Problem requirements - Count the lines in the records below that contain the string "post", matching case exactly. Reply with the number only.

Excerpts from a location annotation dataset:
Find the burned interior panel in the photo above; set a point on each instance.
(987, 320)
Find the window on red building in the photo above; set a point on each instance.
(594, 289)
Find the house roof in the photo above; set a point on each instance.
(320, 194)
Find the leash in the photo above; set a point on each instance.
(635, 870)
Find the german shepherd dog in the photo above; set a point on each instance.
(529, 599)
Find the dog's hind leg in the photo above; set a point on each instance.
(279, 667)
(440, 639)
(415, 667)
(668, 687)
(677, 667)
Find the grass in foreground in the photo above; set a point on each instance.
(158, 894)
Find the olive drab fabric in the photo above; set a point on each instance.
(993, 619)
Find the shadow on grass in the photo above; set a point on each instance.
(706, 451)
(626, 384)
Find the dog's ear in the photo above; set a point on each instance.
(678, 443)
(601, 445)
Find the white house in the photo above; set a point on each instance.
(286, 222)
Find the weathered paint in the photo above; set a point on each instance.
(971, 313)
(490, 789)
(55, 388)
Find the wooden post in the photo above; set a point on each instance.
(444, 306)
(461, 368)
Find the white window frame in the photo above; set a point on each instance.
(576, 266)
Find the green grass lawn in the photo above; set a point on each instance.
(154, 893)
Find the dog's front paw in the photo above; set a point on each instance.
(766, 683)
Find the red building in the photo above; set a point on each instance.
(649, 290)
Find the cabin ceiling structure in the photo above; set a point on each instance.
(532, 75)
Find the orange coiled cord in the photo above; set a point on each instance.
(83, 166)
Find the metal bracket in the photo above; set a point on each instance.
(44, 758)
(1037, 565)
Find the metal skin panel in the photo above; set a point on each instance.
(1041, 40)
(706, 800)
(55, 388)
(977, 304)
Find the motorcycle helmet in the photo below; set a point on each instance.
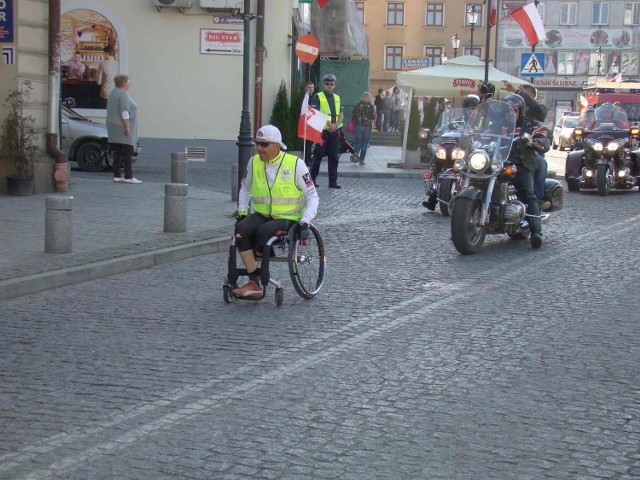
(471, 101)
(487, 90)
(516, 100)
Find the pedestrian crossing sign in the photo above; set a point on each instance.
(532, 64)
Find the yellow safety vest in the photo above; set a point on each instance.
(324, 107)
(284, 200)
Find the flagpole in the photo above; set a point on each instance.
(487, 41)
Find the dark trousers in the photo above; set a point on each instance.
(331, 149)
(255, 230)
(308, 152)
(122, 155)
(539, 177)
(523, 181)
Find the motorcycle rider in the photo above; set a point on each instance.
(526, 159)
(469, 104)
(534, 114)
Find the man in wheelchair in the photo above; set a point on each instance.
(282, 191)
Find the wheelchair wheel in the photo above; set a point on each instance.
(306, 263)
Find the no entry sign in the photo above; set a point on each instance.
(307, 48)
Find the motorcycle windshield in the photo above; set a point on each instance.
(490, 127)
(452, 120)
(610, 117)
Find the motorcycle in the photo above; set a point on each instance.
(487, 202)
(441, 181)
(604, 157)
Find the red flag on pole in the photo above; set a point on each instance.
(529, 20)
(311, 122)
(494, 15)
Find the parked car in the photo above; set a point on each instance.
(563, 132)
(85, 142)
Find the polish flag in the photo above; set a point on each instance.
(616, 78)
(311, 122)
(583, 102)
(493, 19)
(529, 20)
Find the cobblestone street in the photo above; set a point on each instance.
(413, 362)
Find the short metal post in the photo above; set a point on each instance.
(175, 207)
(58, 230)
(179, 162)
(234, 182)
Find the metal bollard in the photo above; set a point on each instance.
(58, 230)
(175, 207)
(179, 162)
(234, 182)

==

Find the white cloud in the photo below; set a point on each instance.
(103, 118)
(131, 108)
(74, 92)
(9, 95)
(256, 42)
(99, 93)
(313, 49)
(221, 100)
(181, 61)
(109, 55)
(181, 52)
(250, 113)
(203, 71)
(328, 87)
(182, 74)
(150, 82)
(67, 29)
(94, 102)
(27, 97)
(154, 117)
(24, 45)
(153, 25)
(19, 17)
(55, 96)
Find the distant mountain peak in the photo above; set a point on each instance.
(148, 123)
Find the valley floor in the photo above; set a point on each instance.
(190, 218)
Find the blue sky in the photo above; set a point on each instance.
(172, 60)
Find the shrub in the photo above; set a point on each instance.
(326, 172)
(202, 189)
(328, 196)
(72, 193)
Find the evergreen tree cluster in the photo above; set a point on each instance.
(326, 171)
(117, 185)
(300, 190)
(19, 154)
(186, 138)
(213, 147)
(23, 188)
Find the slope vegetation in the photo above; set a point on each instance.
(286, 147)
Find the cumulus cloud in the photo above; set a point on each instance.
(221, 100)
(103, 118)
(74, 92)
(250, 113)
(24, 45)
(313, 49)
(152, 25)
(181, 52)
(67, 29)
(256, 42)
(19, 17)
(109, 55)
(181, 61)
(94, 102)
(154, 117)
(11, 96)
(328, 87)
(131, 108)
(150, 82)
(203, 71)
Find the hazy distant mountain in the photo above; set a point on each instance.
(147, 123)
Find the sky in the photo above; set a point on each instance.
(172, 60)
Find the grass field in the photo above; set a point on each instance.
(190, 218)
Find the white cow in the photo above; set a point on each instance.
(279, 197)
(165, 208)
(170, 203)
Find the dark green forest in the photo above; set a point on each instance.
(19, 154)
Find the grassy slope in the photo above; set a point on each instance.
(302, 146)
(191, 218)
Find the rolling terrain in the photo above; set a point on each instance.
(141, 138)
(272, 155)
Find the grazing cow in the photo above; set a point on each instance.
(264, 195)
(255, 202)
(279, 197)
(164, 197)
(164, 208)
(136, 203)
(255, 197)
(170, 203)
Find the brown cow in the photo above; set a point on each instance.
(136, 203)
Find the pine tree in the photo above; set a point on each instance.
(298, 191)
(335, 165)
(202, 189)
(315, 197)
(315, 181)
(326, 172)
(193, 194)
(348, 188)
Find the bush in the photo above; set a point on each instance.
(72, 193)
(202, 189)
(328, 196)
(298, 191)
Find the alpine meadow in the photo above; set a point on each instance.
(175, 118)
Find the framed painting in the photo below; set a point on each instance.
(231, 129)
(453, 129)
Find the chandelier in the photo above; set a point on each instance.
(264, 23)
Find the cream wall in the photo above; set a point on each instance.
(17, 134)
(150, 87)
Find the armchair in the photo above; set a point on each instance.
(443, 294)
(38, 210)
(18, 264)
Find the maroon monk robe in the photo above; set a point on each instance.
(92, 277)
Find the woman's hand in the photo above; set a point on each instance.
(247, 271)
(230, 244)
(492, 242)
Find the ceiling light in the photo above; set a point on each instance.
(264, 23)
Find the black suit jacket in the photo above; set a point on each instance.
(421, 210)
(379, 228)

* * *

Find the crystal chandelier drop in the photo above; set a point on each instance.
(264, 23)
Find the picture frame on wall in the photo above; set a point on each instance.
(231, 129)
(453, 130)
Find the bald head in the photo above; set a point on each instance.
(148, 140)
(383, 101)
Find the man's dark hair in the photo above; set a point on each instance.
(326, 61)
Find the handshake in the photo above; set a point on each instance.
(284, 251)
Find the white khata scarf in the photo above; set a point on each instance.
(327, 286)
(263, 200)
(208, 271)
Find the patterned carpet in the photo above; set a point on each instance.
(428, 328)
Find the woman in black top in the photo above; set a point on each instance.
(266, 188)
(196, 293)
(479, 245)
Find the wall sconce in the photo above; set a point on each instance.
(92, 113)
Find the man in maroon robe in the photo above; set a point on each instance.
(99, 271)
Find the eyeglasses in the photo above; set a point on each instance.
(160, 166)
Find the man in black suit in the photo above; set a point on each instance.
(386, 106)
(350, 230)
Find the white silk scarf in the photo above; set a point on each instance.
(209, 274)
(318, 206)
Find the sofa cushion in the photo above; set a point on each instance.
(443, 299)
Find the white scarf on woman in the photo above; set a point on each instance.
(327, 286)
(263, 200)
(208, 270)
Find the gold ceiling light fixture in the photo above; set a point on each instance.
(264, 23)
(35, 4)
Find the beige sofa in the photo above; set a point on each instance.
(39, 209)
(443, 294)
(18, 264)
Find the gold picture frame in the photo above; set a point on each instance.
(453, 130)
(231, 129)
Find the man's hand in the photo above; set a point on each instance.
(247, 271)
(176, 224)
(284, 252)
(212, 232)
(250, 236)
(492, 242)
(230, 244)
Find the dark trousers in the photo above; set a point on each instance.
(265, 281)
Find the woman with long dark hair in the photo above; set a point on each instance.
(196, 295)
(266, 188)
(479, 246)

Written solution - 2